DOCUMENT EXCERPT —
--- start ---
It should be pointed out that the promotion of art in Berlin has always been exemplary and imaginative, both in the programming of events and the maintenance of infrastructures for the production, distribution and dissemination of art, which has ensured extraordinary vitality in this area3. Academic institutions have played a major role in this dynamism and, in connection with the presence of foreign artists, so has the Berliner Künstler Programm, run by the Deutscher Akademischer Austausch Dienst (German Academic Exchange Service), thanks to which a substantial number of artists from different countries have had the opportunity to live in Berlin4: Carl André, Marina Abramovic, Eduardo Arroyo, Christian Boltanski, Marcel Broodthaers, Daniel Buren, James Lee Byars, Rafael Canogar, Tacita Dean, Rineke Dijkstra, Nan Goldin, Richard Hamilton, Duane Hanson, Mona Hatoum, Arturo Herrera, Damien Hirst, Pierre Huyghe, Alfredo Jaar, Ilya Kabakov, Allan Kaprow, Edward Kienholz, Yannis Kounellis, Shigeko Kubota, André Masson, Mario Merz, Boris Mihailov, Antoni Miralda, Matt Mullican, Roman Opalka, Michelangelo Pistoletto, Pipilotti Rist, Antonio Saura, Allan Sekula, Daniel Spoerri, Francesc Torres, Eulalia Valldosera, Erwin Wurm; musicians of the calibre of John Cage, Alberto Ginastera, Cristóbal Halffter, Igor Stravinsky and Krzystof Penderecki; writers like Carlos Fuentes, Witold Gombrowicz, Peter Handke, Imre Kertész, Susan Sontag and Mario Vargas Llosa; and even film makers: Otar Iosseliani and Jim Jarmusch. Because of what artists find in Berlin (an extraordinary atmosphere of creative energy, a community of concerns and discoveries interwoven with countless sensibilities from all parts of the world, an incomparable range of cultural facilities, a city where past and future intersect dramatically and decisively)5, how it affects their work (influence, inspiration and comparison), and the impact they themselves may have on the Berlin scene, a process of fertile exchange occurs, which is almost impossible to find anywhere else. Unsurprisingly, in many cases the German capital becomes the permanent place of residence for foreign artists.
--- end ---
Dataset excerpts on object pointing
--- start ---
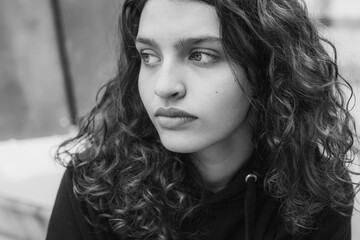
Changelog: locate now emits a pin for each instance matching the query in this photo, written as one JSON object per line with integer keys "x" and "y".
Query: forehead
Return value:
{"x": 175, "y": 18}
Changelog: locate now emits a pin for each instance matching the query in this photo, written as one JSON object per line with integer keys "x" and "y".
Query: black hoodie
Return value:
{"x": 240, "y": 211}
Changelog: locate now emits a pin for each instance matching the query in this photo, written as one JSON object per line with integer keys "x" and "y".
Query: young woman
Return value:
{"x": 226, "y": 120}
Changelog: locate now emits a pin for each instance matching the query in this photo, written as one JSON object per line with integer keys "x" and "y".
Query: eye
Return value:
{"x": 149, "y": 57}
{"x": 203, "y": 57}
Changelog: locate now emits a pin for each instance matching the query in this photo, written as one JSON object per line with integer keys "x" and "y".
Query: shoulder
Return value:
{"x": 71, "y": 218}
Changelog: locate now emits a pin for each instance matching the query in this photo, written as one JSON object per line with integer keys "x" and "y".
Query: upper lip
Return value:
{"x": 172, "y": 112}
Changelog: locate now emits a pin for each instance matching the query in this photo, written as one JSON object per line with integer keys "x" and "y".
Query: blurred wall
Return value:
{"x": 32, "y": 99}
{"x": 32, "y": 94}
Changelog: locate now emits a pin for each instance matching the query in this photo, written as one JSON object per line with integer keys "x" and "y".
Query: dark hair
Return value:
{"x": 303, "y": 131}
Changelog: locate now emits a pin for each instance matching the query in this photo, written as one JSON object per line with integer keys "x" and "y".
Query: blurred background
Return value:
{"x": 54, "y": 56}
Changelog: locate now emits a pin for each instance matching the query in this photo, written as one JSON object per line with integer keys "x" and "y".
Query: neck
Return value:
{"x": 219, "y": 163}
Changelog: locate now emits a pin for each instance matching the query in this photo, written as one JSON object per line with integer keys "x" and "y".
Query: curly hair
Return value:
{"x": 303, "y": 131}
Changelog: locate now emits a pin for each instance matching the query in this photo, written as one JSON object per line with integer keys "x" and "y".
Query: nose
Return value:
{"x": 169, "y": 82}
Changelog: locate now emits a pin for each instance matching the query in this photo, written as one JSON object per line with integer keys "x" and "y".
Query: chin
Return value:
{"x": 180, "y": 145}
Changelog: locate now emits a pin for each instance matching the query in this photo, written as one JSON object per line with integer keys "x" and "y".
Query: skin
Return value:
{"x": 185, "y": 67}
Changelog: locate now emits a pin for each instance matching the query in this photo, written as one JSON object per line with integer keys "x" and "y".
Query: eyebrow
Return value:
{"x": 182, "y": 41}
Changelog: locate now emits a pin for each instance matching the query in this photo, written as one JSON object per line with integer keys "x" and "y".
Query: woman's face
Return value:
{"x": 186, "y": 82}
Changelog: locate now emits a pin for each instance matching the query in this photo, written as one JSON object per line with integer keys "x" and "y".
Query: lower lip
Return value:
{"x": 173, "y": 122}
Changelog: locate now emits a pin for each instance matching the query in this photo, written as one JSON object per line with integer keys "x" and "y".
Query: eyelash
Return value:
{"x": 214, "y": 57}
{"x": 149, "y": 53}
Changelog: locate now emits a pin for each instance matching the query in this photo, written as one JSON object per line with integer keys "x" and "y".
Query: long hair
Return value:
{"x": 303, "y": 132}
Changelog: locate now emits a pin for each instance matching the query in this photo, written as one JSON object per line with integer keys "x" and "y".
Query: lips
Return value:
{"x": 173, "y": 118}
{"x": 173, "y": 113}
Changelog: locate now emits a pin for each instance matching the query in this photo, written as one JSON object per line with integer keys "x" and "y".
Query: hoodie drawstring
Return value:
{"x": 250, "y": 204}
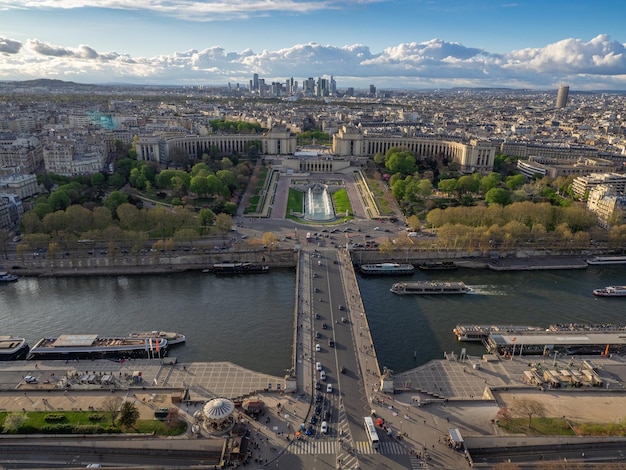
--- end ---
In the passage on art in Berlin, which organization runs the Berliner Künstler Programm? Please leave the records out of this; they have no part in it.

OUTPUT FOR THIS TASK —
The Deutscher Akademischer Austausch Dienst (German Academic Exchange Service).